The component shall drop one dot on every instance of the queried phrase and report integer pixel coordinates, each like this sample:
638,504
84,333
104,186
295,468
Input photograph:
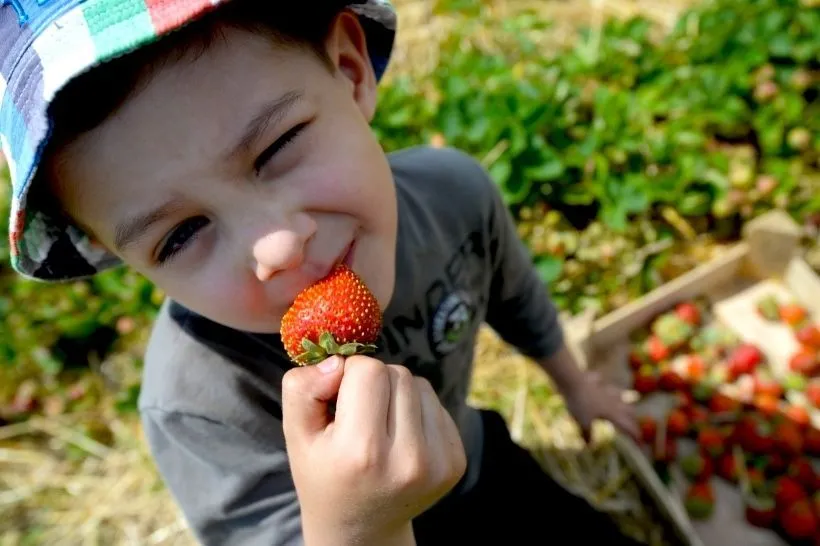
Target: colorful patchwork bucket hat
46,43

WHAT TO WORK ON: Could you write out the whole listing exactly, skipping every picture?

TASK RESPONSE:
The component shall drop one dot on every instance of the queried phrase and report integer pixel coordinates, each like this sample:
638,504
84,333
104,186
295,468
Input photograph:
Target: colorful patchwork bucket hat
46,43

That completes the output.